**EXERCISES:**
1: Copy the stretch of the passage about the lakeside cemetery from "What might this" through "long exists: Базарчай.".
2: In the passage about the lakeside cemetery, what year does the top of the obelisk give for when it was put up?
3: Pick up the passage about the lakeside cemetery right after its final sentence and keep writing it.

**EXCERPT TO READ:**
==*==

Today only the highest point of the valley emerges from the lake. A hill upon which, from the top all the way down to the lake shore, old gravestones stand in rows, like old forgotten soldiers. Each looks towards the lake, as if awaiting from there a command that will never more resound. On the gravestones, as if sprouting in the field like the wildflowers surrounding them, varied stone flowers, trees of life, fruit-like stars appear. They lack only one motif: the cross. Nevertheless, those who erected them had to be very religious people. Almost all the inscriptions introduce the name of the deceased with the same formula, from the 1840s in Old Slavonic language, and from the 1920s onwards more and more in Russian: Здѣсь пакоитсѧ тела раба Божіѧ…, “Here lies the body of the slave of God…”





What might this village using the Old Slavonic language have been, here, in the remote Armenian-Tatar countryside? Spandaryan, which gave its name to the reservoir, is fifteen kilometers away, only the dam is there. The other three nearby villages, Sarnakunk, Tsghuk and Gorayk all fall outside the edge of the valley, they would not have their cemetery here. I turn for help to the Атлас офицера, the top-secret Soviet military atlas of 1947, purchased in the Lemberg flea market. Although this only contains a small-scale map of the Caucasus, which at the beginning of the Cold War was not considered a primary area of operations, it still displays in this place a settlement which no long exists: Базарчай.


And the obelisk, standing on the hilltop at the shore of the lake, with the date ԿԱՌՈՒՑՎԵԼԷ 1968, karrutsvele 1968, “erected in 1968” on its top, also proclaims in its inscription looking toward the lake:

ՀԱՎԵՐԺ ՓԱՌՔ
ՀԱՅՐԵՆԱԿԱՆ ՊԱՏԵՐԱԶՄՈՒՄ ԶՈՀՎԱԾ
ԲԱԶԱՐՉԱՅ ԳՅՈՒՂԻ ՌԱԶՄԻԿՆԵՐԻՆ

Haverzh p’arrk’
Hayrenakan Paterazmum zohvats
Bazarch’ay gyughi rrazmiknerin

“Eternal glory
to the soldiers of Bazarchay village
fallen in the Great Patriotic War.”

==*==

**DATA SHOWN:**
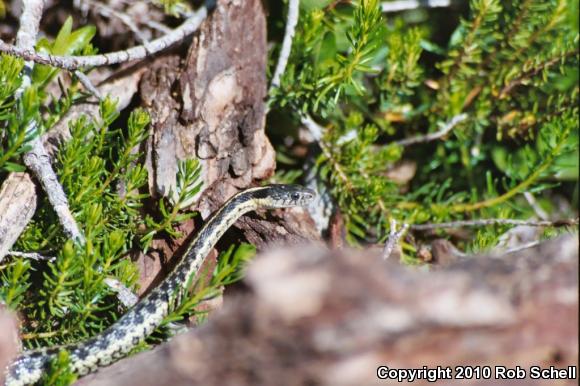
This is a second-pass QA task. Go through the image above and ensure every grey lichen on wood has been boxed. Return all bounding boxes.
[0,173,36,261]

==*==

**ANSWERS PROVIDED:**
1:
What might this village using the Old Slavonic language have been, here, in the remote Armenian-Tatar countryside? Spandaryan, which gave its name to the reservoir, is fifteen kilometers away, only the dam is there. The other three nearby villages, Sarnakunk, Tsghuk and Gorayk all fall outside the edge of the valley, they would not have their cemetery here. I turn for help to the Атлас офицера, the top-secret Soviet military atlas of 1947, purchased in the Lemberg flea market. Although this only contains a small-scale map of the Caucasus, which at the beginning of the Cold War was not considered a primary area of operations, it still displays in this place a settlement which no long exists: Базарчай.

2: 1968.

3:
The name of Bazarchay village is the same as the Azeri-Turkish name of the Vorotan river, which at first reading seems to mean “bazaar river”. However, in this case the chay compound does not mean “river”, as in other Turkish geographical names, but “tea”. The village was in fact the center of tea trade in the Southern Caucasus, that’s why it was called “Tea Bazaar”. Tea was brought here from Georgia, and it was sold here to the Muslim population, which used it in a strong brew for pain relief, or even as a drug. And this trade was organized by the ethnic group which lived in small clusters all over the region, from Georgia through Armenia to Karabagh: the Russian-speaking Molokans.

The Molokans have been mentioned in the Russian sources since the late 15th century. They call themselves “Spiritual Christians”, who proclaim a return to the teachings of the early church, and a personal relationship with God. In a society, where from the monarch down everyone is a servant, they seek freedom by positioning themselves outside of this hierarchy, and considering themselves immediately “slaves of God”. They reject a number of requirements of the Orthodox church, the mediating role of the clergy, the icons and the representation of the cross. Their name comes from Russian молоко, “milk”, and it means “milk-drinker”, as during Lent, when the Orthodox church also forbids the consumption of dairy products, they merely abstain from meat. Due to their disciplined community life and work ethic, they have been also called “the Protestants of the East”. From the persecutions of the Russian state church, they drew to the peripheries of the empire. This was also supported by the state, because in this way they played a major role in the clearing of virgin lands. After 1825, more than a hundred thousand of them migrated to the Caucasus. Their history was written in detail by N. B. Breyfolge in Heretics and Colonizers: Forging Russia’s Empire in the South Caucasus (2005).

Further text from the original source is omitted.